— Dataset extract —
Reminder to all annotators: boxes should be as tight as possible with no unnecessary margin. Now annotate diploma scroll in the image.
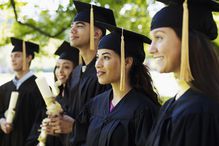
[6,91,19,123]
[35,77,63,145]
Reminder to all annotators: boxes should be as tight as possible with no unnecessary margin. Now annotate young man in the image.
[0,37,44,146]
[43,1,117,146]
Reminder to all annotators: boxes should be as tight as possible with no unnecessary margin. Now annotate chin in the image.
[98,79,110,85]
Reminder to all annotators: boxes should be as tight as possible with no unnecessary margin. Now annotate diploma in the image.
[51,80,61,97]
[36,77,63,146]
[6,91,19,123]
[35,77,53,99]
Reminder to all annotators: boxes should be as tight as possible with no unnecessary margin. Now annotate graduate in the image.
[67,0,116,118]
[25,41,79,146]
[53,41,79,111]
[0,37,44,146]
[67,23,160,146]
[42,1,117,145]
[146,0,219,146]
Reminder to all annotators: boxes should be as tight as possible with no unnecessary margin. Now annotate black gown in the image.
[66,58,111,118]
[0,75,44,146]
[26,92,68,146]
[146,88,219,146]
[71,89,159,146]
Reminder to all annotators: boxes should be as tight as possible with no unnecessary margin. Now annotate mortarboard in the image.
[11,37,39,58]
[11,37,39,71]
[151,0,219,40]
[73,1,116,51]
[151,0,219,82]
[97,21,151,91]
[54,41,79,65]
[73,1,116,28]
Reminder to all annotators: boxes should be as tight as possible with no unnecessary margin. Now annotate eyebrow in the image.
[75,21,86,25]
[153,29,166,34]
[102,52,112,55]
[56,62,72,65]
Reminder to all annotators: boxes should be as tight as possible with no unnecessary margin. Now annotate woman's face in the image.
[95,49,121,85]
[55,59,74,84]
[149,27,181,74]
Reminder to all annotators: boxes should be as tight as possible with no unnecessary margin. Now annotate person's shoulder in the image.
[92,89,111,102]
[0,80,14,88]
[131,90,157,105]
[173,89,219,118]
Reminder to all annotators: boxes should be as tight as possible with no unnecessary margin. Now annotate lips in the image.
[96,71,105,77]
[70,35,79,40]
[57,75,66,80]
[154,56,164,62]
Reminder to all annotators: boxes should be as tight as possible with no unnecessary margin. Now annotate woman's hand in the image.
[0,118,13,134]
[42,115,75,135]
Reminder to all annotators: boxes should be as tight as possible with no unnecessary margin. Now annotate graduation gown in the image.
[71,89,159,146]
[26,93,67,146]
[66,58,111,118]
[146,88,219,146]
[0,75,44,146]
[63,58,110,146]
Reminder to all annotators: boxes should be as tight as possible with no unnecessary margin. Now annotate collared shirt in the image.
[12,71,34,89]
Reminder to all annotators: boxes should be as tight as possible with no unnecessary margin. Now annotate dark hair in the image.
[53,66,64,97]
[173,27,219,99]
[129,58,160,105]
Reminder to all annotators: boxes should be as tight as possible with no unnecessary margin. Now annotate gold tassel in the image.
[120,28,125,91]
[180,0,194,82]
[79,53,83,65]
[22,40,27,71]
[90,4,95,51]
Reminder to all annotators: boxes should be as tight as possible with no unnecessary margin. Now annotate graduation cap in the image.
[54,41,79,65]
[97,21,151,91]
[11,37,39,71]
[73,1,116,50]
[151,0,219,82]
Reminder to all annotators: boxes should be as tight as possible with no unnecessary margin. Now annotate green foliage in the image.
[0,0,218,56]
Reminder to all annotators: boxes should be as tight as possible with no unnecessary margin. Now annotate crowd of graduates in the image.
[1,0,219,146]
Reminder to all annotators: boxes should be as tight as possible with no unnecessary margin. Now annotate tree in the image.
[0,0,218,58]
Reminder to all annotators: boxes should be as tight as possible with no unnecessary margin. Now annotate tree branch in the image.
[10,0,70,38]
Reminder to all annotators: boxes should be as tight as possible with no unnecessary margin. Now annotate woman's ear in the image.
[125,57,133,69]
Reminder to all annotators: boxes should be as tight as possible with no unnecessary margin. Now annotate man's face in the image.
[10,52,23,72]
[70,21,90,49]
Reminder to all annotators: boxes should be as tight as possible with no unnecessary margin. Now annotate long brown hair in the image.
[174,28,219,99]
[129,58,160,105]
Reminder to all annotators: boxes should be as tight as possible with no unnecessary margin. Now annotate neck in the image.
[111,81,132,105]
[15,69,29,80]
[174,71,180,79]
[175,79,190,100]
[79,47,96,65]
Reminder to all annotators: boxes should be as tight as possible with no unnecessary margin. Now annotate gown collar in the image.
[13,71,34,89]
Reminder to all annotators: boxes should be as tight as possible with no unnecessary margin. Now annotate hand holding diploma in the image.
[0,118,12,134]
[5,91,19,124]
[35,77,63,145]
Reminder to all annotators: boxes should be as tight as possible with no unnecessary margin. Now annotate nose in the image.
[10,55,15,62]
[70,24,77,34]
[148,42,157,55]
[95,58,103,69]
[57,66,64,74]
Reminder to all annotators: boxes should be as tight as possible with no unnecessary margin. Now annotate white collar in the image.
[13,71,34,89]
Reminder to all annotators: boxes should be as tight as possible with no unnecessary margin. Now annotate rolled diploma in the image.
[35,77,53,106]
[51,80,61,97]
[6,91,19,123]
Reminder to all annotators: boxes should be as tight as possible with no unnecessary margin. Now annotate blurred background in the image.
[0,0,219,102]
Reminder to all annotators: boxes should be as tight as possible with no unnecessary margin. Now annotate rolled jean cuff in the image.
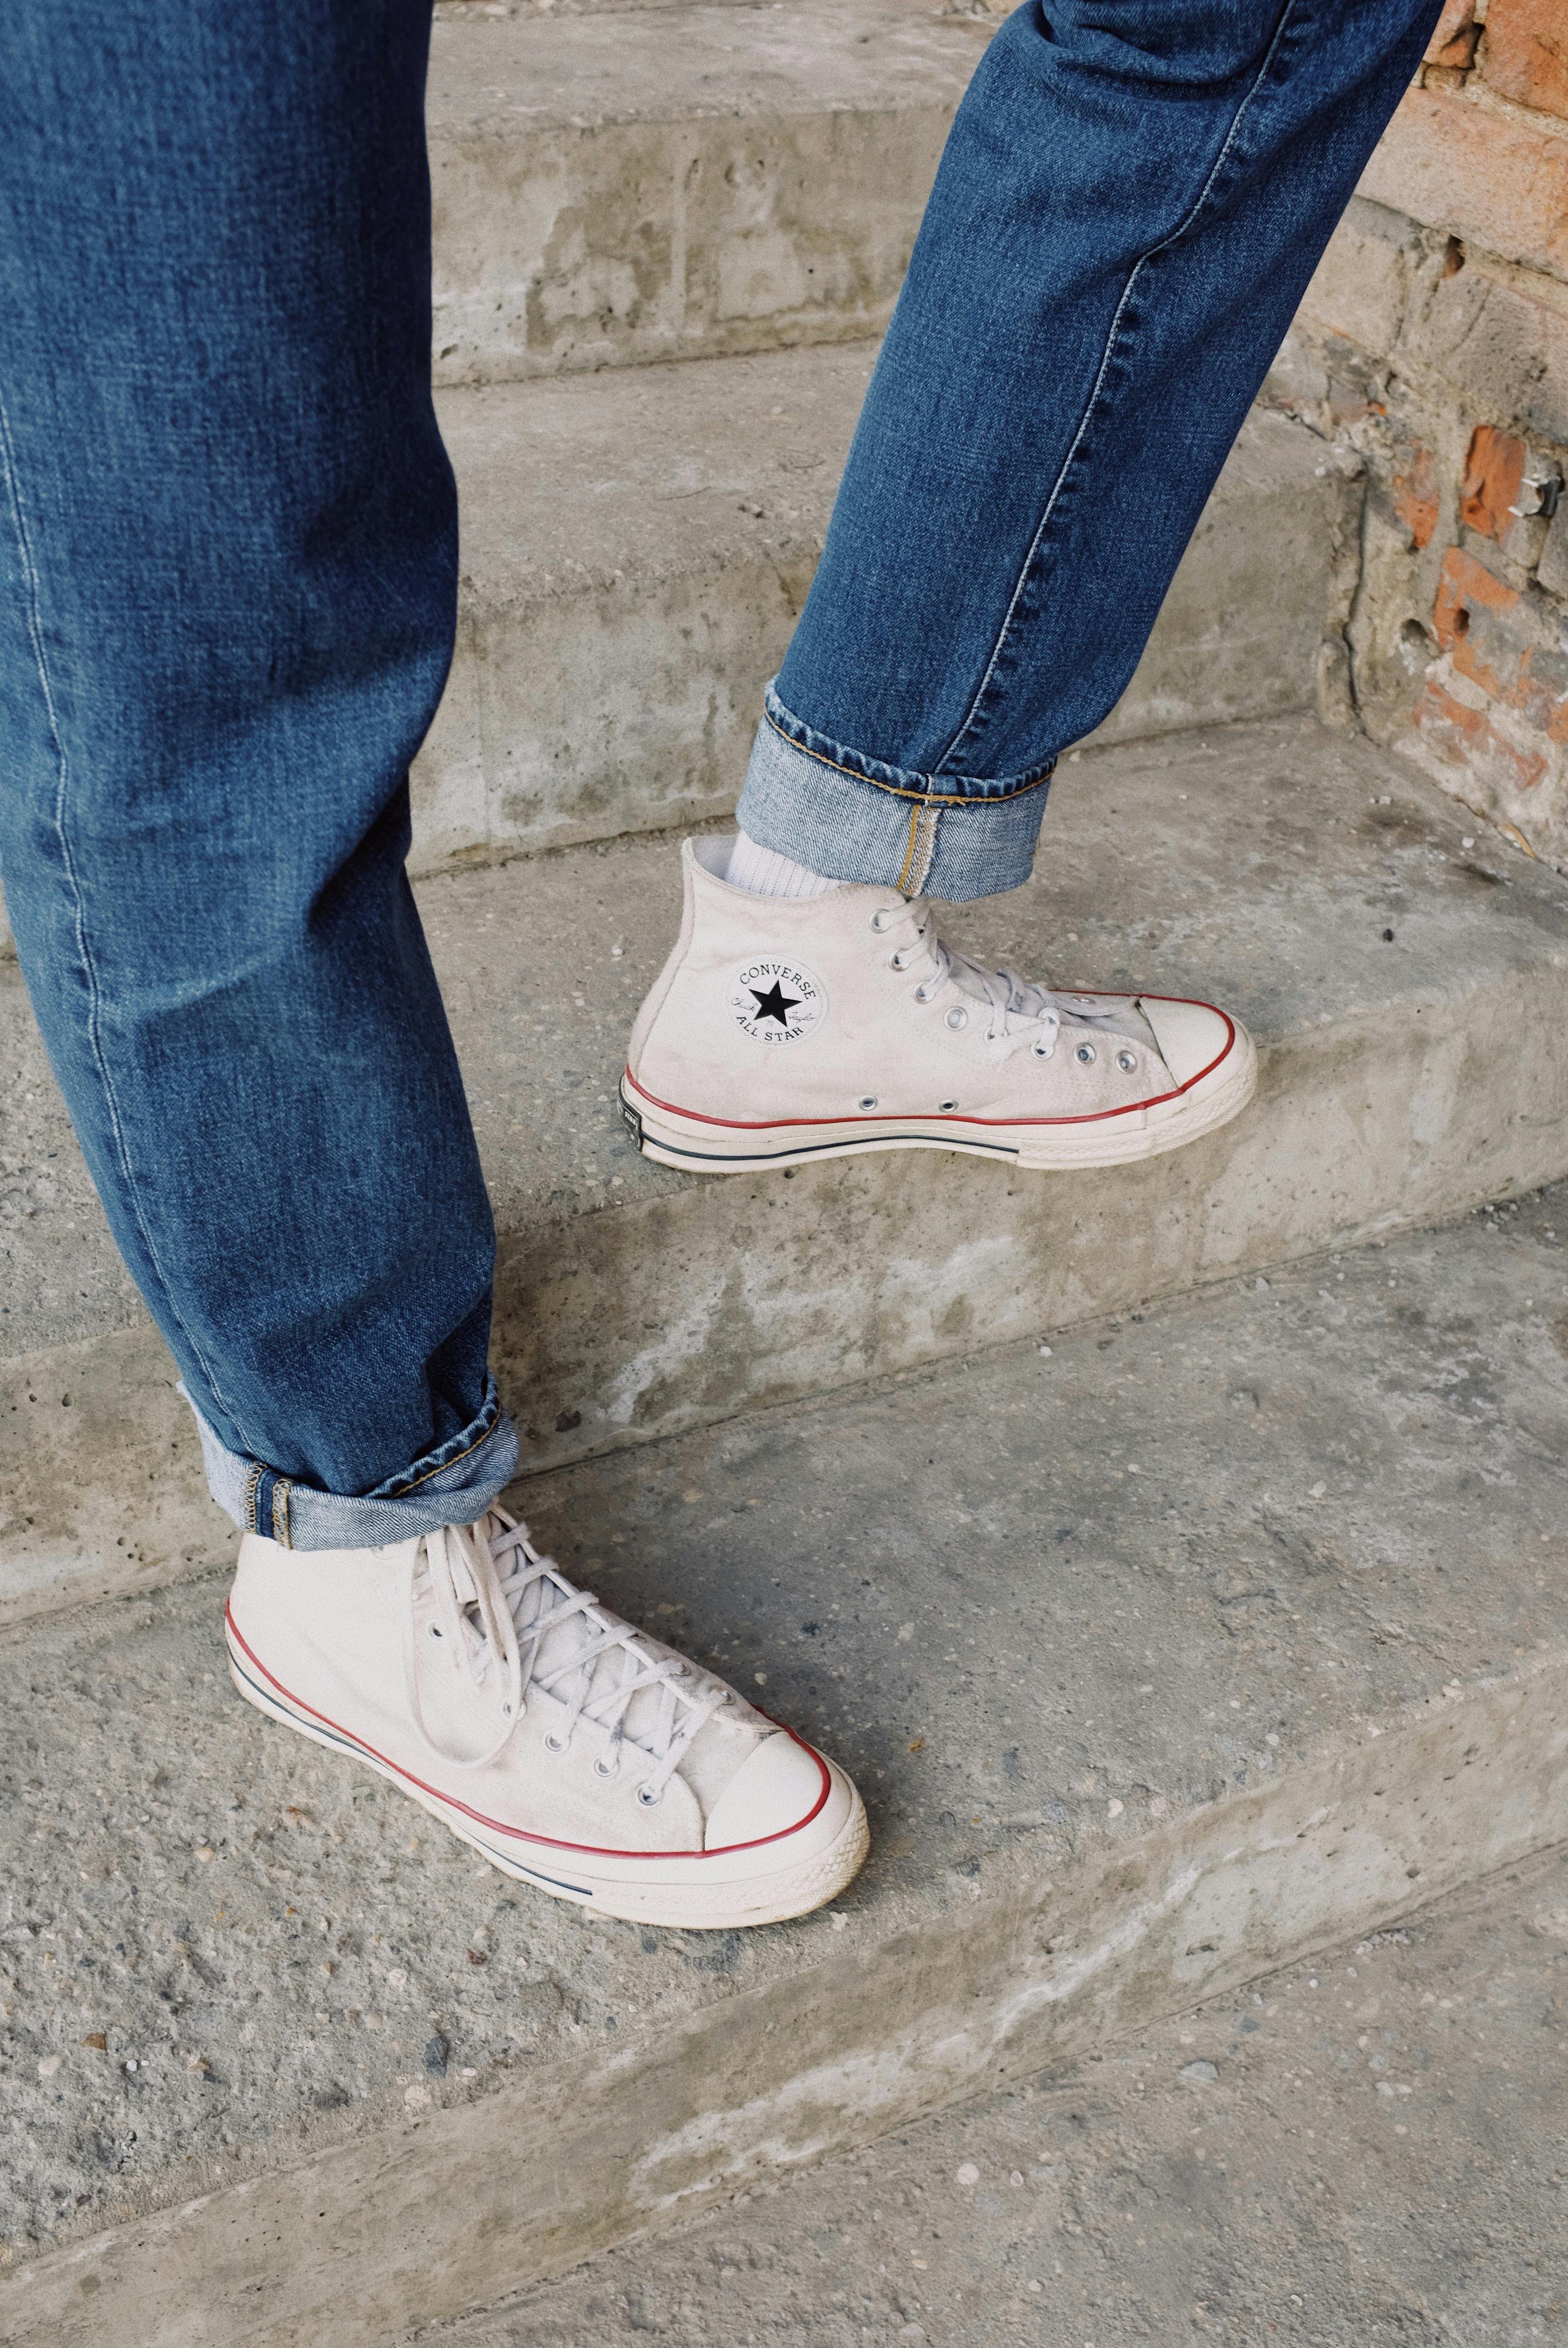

— Exercise details —
Could you reproduce the data above exactly, without its pictures?

— Task result —
Reminder to all annotators: boxes should be as tight as possible with no unnecessary margin. Now annotate diploma scroll in the image.
[6,91,19,123]
[35,77,63,145]
Reminder to all annotators: boxes should be as tight as possible with no unnecessary margin. Now annotate young man in the image.
[0,37,44,146]
[43,1,117,146]
Reminder to all annotators: boxes should be as tight as possible with no unnecessary margin. Now annotate chin in the image.
[98,79,110,85]
Reminder to all annotators: boxes should be as tight as possible with no unnecessary margin. Now annotate diploma in the image.
[51,80,61,97]
[36,77,63,146]
[6,91,19,123]
[35,77,53,99]
Reminder to all annotators: boxes should be as tight as possible with no unnecessary margin. Now annotate graduate in the image.
[67,0,116,118]
[25,41,79,146]
[53,41,79,111]
[0,37,44,146]
[67,23,160,146]
[42,1,117,145]
[146,0,219,146]
Reminder to all annotators: boxes should be as tight as possible with no unnecessary margin. Now annotate black gown in the image.
[66,58,111,118]
[0,75,44,146]
[26,92,68,146]
[146,88,219,146]
[71,89,159,146]
Reminder to all annotators: boxes should be as tight as possible with no unnecessary margin. Now annotate mortarboard in the image.
[11,37,39,58]
[11,37,39,71]
[151,0,219,40]
[73,1,116,51]
[151,0,219,82]
[97,21,151,91]
[54,41,79,65]
[73,1,116,28]
Reminder to all annotators: boxes should be as tight as possible with no unnecessary margin. Now annotate eyebrow in the image.
[75,21,86,25]
[153,29,166,34]
[102,52,112,55]
[56,62,72,65]
Reminder to all annotators: boxes should be as tight as possible with no unnecessary margin. Now annotate woman's face in the image.
[95,49,121,85]
[55,59,74,84]
[149,27,181,74]
Reminder to all annotators: boxes should be as tight as possible with no unnecessary margin. Now annotate person's shoulder in the image.
[92,89,111,102]
[0,80,14,88]
[131,90,157,105]
[173,89,219,118]
Reminder to all annotators: boxes should be as tight as possible with no unnecessary margin. Now annotate lips in the image.
[96,71,105,77]
[70,35,79,40]
[57,75,66,80]
[154,56,164,62]
Reminder to all annotators: boxes should be as tight as possible with no unnecessary margin. Now annotate woman's hand in the image.
[0,118,13,134]
[42,115,75,135]
Reminder to all annotators: boxes should be as tight as possible with no unnecessary margin. Now annotate graduation gown in the image.
[71,89,159,146]
[26,93,67,146]
[66,58,111,118]
[146,88,219,146]
[0,75,44,146]
[63,58,110,146]
Reminder to all annotators: boxes should be as tight as possible with no unnecessary margin. Now annotate collared shirt in the image.
[12,71,34,89]
Reminder to all annotators: boxes should be as tight as possible with no unnecessary margin. Now annotate dark hair in the image.
[53,66,64,97]
[173,27,219,99]
[129,58,160,105]
Reminder to all annotators: boxes should be as tight as possible with no unnecessary margin. Now annotate gold tassel in the image.
[120,28,125,91]
[180,0,194,82]
[79,53,83,65]
[22,40,27,71]
[90,4,95,51]
Reminder to all annotators: boxes should be as tight as possible with no unnecessary margin. Now annotate graduation cap in the image.
[54,41,79,65]
[97,21,151,91]
[11,37,39,71]
[73,1,116,50]
[151,0,219,82]
Reminder to all annotators: boxes should be as tight as possible with no unnecessary margin. Now annotate green foliage in the image.
[0,0,218,56]
Reminder to all annotators: boxes should be as tight as possible with no unnecessary margin. Now annotate crowd of graduates in the image.
[1,0,219,146]
Reminder to all annotators: boxes should be as tight as possible with no unnecessary margin. Now annotate tree in the image.
[0,0,218,58]
Reminder to all annotators: boxes should be as tight as possible with no unnecessary margin. Now annotate tree branch in the image.
[10,0,70,38]
Reminder to all annotators: boxes should be as tight as possible with no unnecessary margin. Now annotate woman's ear in the image.
[125,57,133,69]
Reminder to all annotators: boxes should be as tight as possible with no unnecessary margin. Now annotate man's face in the image.
[10,52,23,72]
[70,21,90,49]
Reminder to all annotators: boxes should be as tight as possible with no unnecessary margin. Now annotate long brown hair in the image.
[174,28,219,99]
[129,58,160,105]
Reminder to all annotators: boxes should be as tight as possible with no unnecessary margin. Now annotate neck in the image.
[111,81,132,105]
[15,69,29,80]
[174,71,180,79]
[175,79,190,100]
[79,47,96,65]
Reminder to all annotators: boxes should be as tight as possible with no unnecessary margin. Now annotate gown collar in the image.
[13,71,34,89]
Reminder to all annotators: boxes should be as tight as possible with no unnecessary margin. Now annotate hand holding diploma in the image.
[0,118,12,134]
[5,91,19,124]
[35,77,63,145]
Reminder to all annotators: boxes should be as tight as possible with no unnecessary margin. Now annotate nose in the image.
[10,55,15,62]
[70,24,77,34]
[148,42,157,55]
[95,58,103,69]
[57,66,64,74]
Reminder to all annotators: boxes should be as tight as possible with no unnecessary margin. Now annotate white collar in the image.
[13,71,34,89]
Reminder to all annotators: boxes should be as tight as possible with no unnecessary margin. Now annotate rolled diploma in the image.
[35,77,53,106]
[51,80,61,97]
[6,91,19,123]
Reminder to all annotators: boxes should be as tight as possible with no unnecessary margin. Now annotate blurred background in the image.
[0,0,219,102]
Reminder to all annotators: boxes should be as tight as possible with no unnecessary margin. Now annotate rolled jean cuff in the image.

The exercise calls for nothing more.